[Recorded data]
+++++

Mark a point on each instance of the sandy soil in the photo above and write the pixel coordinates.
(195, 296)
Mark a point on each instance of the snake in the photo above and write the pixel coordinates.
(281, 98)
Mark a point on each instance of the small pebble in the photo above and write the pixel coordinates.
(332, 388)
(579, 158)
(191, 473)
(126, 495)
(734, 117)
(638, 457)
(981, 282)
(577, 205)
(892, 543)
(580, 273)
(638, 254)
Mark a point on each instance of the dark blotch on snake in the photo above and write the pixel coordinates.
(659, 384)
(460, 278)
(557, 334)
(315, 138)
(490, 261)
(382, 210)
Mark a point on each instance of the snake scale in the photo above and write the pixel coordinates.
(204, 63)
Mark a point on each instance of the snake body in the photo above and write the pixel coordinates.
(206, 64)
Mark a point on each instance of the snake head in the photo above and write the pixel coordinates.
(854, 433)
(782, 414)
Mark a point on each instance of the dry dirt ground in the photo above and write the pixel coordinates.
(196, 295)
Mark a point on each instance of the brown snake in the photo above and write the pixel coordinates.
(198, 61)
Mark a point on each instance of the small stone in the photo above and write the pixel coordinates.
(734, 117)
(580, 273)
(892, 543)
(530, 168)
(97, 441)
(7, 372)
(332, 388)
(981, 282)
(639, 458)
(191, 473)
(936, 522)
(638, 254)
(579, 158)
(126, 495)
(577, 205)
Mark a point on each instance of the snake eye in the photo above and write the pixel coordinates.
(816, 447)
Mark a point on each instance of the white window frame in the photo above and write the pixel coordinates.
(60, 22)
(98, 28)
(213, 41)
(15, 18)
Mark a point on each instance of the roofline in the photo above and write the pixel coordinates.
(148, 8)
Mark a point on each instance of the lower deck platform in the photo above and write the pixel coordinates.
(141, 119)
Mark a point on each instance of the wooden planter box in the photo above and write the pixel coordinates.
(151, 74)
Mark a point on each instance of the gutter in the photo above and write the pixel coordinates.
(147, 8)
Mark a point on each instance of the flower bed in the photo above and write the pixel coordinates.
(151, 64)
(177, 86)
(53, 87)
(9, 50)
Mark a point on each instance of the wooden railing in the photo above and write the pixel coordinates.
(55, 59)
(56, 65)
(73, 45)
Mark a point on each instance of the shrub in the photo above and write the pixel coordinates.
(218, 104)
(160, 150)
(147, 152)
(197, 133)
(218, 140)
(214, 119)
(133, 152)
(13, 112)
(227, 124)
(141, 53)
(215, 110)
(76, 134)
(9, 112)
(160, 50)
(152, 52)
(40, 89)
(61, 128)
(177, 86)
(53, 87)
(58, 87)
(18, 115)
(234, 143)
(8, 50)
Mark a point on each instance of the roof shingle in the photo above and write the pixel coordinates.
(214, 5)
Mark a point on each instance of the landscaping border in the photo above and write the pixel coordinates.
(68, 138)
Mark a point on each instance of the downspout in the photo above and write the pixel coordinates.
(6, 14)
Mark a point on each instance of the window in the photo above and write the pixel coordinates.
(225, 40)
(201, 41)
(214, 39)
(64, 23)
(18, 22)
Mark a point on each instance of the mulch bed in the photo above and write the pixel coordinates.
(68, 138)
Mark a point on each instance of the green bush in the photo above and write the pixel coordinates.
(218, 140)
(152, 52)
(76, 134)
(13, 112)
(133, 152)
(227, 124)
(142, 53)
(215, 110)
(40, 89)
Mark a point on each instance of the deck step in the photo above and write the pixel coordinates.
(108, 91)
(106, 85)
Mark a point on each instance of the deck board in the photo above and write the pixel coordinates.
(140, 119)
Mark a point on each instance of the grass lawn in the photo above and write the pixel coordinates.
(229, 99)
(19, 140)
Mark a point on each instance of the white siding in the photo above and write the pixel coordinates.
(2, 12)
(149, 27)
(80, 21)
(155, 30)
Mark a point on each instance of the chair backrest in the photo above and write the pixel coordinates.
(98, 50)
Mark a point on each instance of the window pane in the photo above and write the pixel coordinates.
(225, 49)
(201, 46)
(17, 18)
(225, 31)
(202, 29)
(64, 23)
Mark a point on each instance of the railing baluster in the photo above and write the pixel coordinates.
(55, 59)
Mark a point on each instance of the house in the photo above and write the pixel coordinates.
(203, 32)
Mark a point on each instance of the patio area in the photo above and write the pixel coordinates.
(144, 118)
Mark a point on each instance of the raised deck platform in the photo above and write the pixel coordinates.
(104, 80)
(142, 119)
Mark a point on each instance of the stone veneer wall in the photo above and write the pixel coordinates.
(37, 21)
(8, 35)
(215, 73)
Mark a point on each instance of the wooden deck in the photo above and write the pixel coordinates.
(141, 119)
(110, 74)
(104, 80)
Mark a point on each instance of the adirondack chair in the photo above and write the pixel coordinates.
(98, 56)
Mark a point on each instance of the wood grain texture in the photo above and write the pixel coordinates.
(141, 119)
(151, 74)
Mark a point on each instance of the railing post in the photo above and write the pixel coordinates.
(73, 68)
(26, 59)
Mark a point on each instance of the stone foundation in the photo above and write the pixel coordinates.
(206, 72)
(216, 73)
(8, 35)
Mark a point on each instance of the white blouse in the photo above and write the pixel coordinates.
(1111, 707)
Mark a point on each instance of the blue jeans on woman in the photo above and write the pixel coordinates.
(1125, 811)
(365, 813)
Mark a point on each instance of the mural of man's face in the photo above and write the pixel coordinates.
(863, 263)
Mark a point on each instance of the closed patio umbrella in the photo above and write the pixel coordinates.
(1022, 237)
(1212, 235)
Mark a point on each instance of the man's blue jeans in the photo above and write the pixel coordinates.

+++++

YOUR GOAL: Write every entry out again, exactly as it stands.

COMPLETED TASK:
Mark a point on each instance of the sandy soil in the photo above and write the pixel coordinates.
(195, 296)
Mark a point on each instance of the snake in the photo above and write the pixel coordinates.
(281, 98)
Mark a point on each instance of the small pebble in the photo above and write the pixel coordinates.
(332, 388)
(579, 158)
(191, 473)
(126, 495)
(734, 117)
(638, 457)
(981, 282)
(577, 205)
(892, 543)
(580, 273)
(638, 254)
Mark a point on each instance of the dark blotch on snake in the photo above and write the pixel coordinates.
(659, 384)
(460, 278)
(557, 334)
(315, 138)
(490, 261)
(382, 210)
Mark a point on each instance of the snake scale in the photo above and write the pixel coordinates.
(204, 63)
Mark a point on each instance of the snake body in the photo above and write the pixel coordinates.
(206, 64)
Mark a point on each instance of the snake head in the photo above and write the pixel coordinates.
(854, 433)
(782, 414)
Mark a point on each instance of the dry dirt ground in the photo above and write the pixel coordinates.
(196, 295)
Mark a point on each instance of the brown snake in the photo above and write the pixel coordinates.
(198, 61)
Mark a point on each instance of the small stone in the photo above and write the pixel coordinates.
(734, 117)
(580, 273)
(892, 543)
(530, 168)
(97, 441)
(7, 372)
(332, 388)
(981, 282)
(639, 458)
(191, 473)
(936, 522)
(638, 254)
(579, 158)
(126, 495)
(577, 205)
Mark a point on each instance of the snake eye in the photo above and write the pixel coordinates.
(816, 447)
Mark a point on each instance of the white window frame in the photo above and write the pixel coordinates.
(60, 22)
(98, 28)
(213, 41)
(15, 18)
Mark a point on each instance of the roofline in the photo above and write the pixel coordinates.
(148, 8)
Mark a point on each instance of the lower deck platform in the photo above and write the pixel coordinates.
(141, 119)
Mark a point on each instance of the wooden planter box in the photo above and write the pixel coordinates.
(151, 74)
Mark a point on each instance of the gutter in the photo above and write the pixel coordinates.
(147, 8)
Mark a point on each instance of the flower bed in the photo above and write the pixel coordinates.
(151, 64)
(177, 86)
(53, 87)
(9, 50)
Mark a point on each instance of the wooden railing in the photo above and write the pixel coordinates.
(55, 59)
(56, 65)
(73, 45)
Mark a point on each instance of the shrub in the photo above and write the pixel coordinates.
(218, 104)
(160, 150)
(147, 152)
(197, 133)
(218, 140)
(214, 119)
(133, 152)
(13, 112)
(227, 124)
(141, 53)
(215, 110)
(76, 134)
(9, 112)
(160, 50)
(152, 52)
(40, 89)
(61, 128)
(177, 86)
(53, 87)
(58, 87)
(18, 115)
(234, 143)
(8, 50)
Mark a point on each instance of the roof shingle in the photo above and write the pixel coordinates.
(214, 5)
Mark a point on each instance of the landscaping border in the photo above and write the pixel coordinates.
(68, 138)
Mark a point on each instance of the downspout in the photo above and write the pixel coordinates.
(6, 14)
Mark a point on each instance of the window in the photo above and write the pixel coordinates.
(225, 40)
(201, 41)
(214, 39)
(64, 23)
(18, 22)
Mark a point on each instance of the mulch bed in the photo above and write the pixel coordinates.
(68, 138)
Mark a point on each instance of the green bush in the photo above and write the pixel coordinates.
(218, 140)
(152, 52)
(76, 134)
(13, 112)
(133, 152)
(227, 124)
(142, 53)
(215, 110)
(40, 89)
Mark a point on each instance of the deck step in the photo above and write the pixel coordinates.
(108, 91)
(106, 85)
Mark a point on each instance of the deck board in the photo above and write the pixel coordinates.
(140, 119)
Mark a point on each instance of the grass lawn in the photo above and write the pixel coordinates.
(229, 99)
(19, 140)
Mark a point on each instance of the white siding in the photo above and write the pixel coordinates.
(2, 12)
(149, 27)
(80, 21)
(155, 30)
Mark a point on each instance of the chair backrest in the photo above and write the pixel coordinates.
(98, 50)
Mark a point on each instance of the window pane in the photo above and write the pixel coordinates.
(225, 49)
(201, 46)
(17, 18)
(225, 31)
(202, 29)
(64, 23)
Mark a point on each instance of the railing baluster in the photo above and write the pixel coordinates.
(55, 59)
Mark a point on each instance of the house in the photo above and write the pixel coordinates.
(203, 32)
Mark a point on each instance of the patio area in the photo above and write the pixel coordinates.
(144, 118)
Mark a point on each instance of the raised deck platform in the photo above and write the pixel coordinates.
(104, 80)
(142, 119)
Mark a point on each instance of the stone veneer wall in the photo above and write the pixel coordinates.
(37, 21)
(8, 35)
(215, 73)
Mark a point on each instance of the wooden deck in the photo above and write the pixel coordinates.
(141, 119)
(110, 74)
(104, 80)
Mark a point on each instance of the adirondack chair in the photo above and write the pixel coordinates.
(98, 56)
Mark a point on each instance of the wood grain texture in the photo above and write the pixel coordinates.
(141, 119)
(151, 74)
Mark a point on each instance of the railing post in the photo above and write the pixel coordinates.
(73, 68)
(26, 59)
Mark a point on each instance of the stone foundation in the photo above and write the pixel coordinates.
(206, 72)
(216, 73)
(8, 35)
Mark a point on each instance of the white blouse in the photo above and write the pixel coordinates.
(1111, 707)
Mark a point on each instance of the blue jeans on woman in the photo above and write the pixel coordinates.
(1125, 811)
(365, 813)
Mark a point on each instance of the mural of man's face in the photo above and write the pixel coordinates.
(863, 263)
Mark a point on each instance of the closed patio umbrella in the photo above and write the pixel coordinates.
(1022, 237)
(1212, 235)
Mark a point on each instance of the man's blue jeans in the photo above and write the pixel coordinates.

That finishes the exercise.